◆ **What you are asked to do**: What you return must match the records character for character.

-- Input data follows --

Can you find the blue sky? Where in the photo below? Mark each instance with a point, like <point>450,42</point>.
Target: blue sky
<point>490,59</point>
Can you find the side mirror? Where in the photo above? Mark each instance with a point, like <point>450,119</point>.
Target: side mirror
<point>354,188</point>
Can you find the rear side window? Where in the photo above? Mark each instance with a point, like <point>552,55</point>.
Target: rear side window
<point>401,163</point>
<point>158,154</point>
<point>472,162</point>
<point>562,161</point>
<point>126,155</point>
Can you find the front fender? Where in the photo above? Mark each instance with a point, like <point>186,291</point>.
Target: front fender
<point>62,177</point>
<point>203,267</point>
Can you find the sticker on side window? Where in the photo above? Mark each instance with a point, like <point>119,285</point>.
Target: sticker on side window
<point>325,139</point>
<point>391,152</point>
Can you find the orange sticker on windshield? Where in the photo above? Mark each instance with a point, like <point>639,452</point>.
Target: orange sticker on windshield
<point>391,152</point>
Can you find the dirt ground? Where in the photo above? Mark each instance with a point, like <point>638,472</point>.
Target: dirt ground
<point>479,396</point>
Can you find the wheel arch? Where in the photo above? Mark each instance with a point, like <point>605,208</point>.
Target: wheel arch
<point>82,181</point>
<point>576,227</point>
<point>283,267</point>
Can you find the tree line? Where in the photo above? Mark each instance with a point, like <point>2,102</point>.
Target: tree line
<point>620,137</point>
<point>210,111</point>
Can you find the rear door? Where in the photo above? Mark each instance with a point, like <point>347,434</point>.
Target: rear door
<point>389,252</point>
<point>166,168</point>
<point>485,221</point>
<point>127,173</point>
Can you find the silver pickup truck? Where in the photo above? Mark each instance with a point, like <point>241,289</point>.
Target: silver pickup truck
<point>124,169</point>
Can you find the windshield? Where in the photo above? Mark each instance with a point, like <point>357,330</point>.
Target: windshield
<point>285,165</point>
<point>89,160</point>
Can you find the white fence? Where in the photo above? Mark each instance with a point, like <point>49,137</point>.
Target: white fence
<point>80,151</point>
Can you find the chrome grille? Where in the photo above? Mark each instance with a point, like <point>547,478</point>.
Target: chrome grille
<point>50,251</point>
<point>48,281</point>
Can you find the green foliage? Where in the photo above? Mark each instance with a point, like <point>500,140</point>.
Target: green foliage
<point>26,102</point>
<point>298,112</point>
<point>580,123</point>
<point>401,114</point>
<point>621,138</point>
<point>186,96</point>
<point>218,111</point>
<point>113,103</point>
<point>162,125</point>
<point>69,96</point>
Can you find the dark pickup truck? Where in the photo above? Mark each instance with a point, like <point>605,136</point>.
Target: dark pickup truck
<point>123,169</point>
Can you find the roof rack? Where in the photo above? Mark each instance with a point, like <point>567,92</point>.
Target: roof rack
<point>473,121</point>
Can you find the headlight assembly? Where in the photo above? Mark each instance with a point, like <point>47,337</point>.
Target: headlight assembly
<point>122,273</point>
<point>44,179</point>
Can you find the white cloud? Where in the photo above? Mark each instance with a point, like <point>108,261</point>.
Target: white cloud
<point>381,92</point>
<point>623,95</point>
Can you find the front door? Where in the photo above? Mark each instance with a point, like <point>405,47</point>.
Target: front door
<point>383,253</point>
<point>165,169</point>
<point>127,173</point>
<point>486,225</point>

-- Input data concluded --

◆ **Answer box**:
Can you find the blue sky? Where in the photo below? Mark each instance with a point, like <point>450,42</point>.
Target: blue sky
<point>490,59</point>
Can you find the side mirror? Where in the photo above? Mark each instance with a point, like <point>450,119</point>.
Target: side mirror
<point>354,188</point>
Can you find the rear side window? Where in the photo above? Mark each instance with a point, like <point>552,55</point>.
Target: rear side window
<point>401,163</point>
<point>158,154</point>
<point>472,162</point>
<point>562,161</point>
<point>126,155</point>
Can you find the front fender? Where in the photo above? Mark each instance with a point, like <point>186,291</point>.
Target: front fender
<point>62,177</point>
<point>203,267</point>
Can you find the sticker on side window? Where in the photo above? Mark each instance with a point, like <point>119,285</point>.
Target: sticker on side window
<point>325,139</point>
<point>391,152</point>
Can you find the orange sticker on windshield? Where in the photo above? Mark each instance with a point, like <point>639,452</point>.
Target: orange sticker on windshield
<point>391,152</point>
Can you find the dirt ground? Where in the photo above? Mark each instance with a point, like <point>638,472</point>.
Target: dirt ground
<point>479,396</point>
Can you find the wheel arch? Where in the photo above? Mark each instance with a point, like <point>605,208</point>.
Target: wheel arch
<point>82,181</point>
<point>576,227</point>
<point>283,267</point>
Can you find the tree line? Where in the photo above? Mark each instance with a point, like <point>2,102</point>.
Target: tree line
<point>620,137</point>
<point>210,111</point>
Can you find the rear door? Where in the photo above? Mark each instance with a point, like <point>347,434</point>.
Target: rear door
<point>389,252</point>
<point>166,168</point>
<point>485,221</point>
<point>127,173</point>
Can you find the silver pickup truck? Where in the photo above? Mark each instance with a point, like <point>241,289</point>.
Target: silver pickup truck
<point>124,169</point>
Can you find the windshield? Where in the photo above? Mark each instance with a point, like <point>357,330</point>.
Target: windshield
<point>285,165</point>
<point>89,160</point>
Can you find the white fence? Where in the photo above? Mark each instance with a point, like <point>49,137</point>.
Target: white fence
<point>80,151</point>
Can you find the chrome grille? Where in the photo above? Mark each instance with a point, like <point>547,478</point>.
Target: chrome grille
<point>50,251</point>
<point>48,281</point>
Can you find the green foliage? Where in the photo above? Mark each instance with a point, like <point>500,140</point>.
Target: green foliage
<point>26,102</point>
<point>298,112</point>
<point>580,123</point>
<point>401,114</point>
<point>621,138</point>
<point>186,96</point>
<point>218,111</point>
<point>113,103</point>
<point>162,125</point>
<point>69,96</point>
Can you find the dark pickup truck? Where in the photo above? Mark each instance with a point, like <point>605,136</point>.
Target: dark pickup truck
<point>123,169</point>
Can you find the roof rack? Where in the photo above? Mark each instance with a point, like <point>567,92</point>.
Target: roof rack
<point>473,121</point>
Can you find the headlight assembly? Where in the photo above? Mark each instance with a point, like <point>47,337</point>.
Target: headlight assembly
<point>122,273</point>
<point>44,179</point>
Can you find the white cloud? Where in the photo above? Mark each instance with a point, like <point>108,261</point>.
Target: white cloud
<point>381,92</point>
<point>623,95</point>
Can you find the front door? Where in the photo above? Mark each instance with a point, like <point>405,47</point>.
Target: front door
<point>383,253</point>
<point>165,169</point>
<point>127,173</point>
<point>486,225</point>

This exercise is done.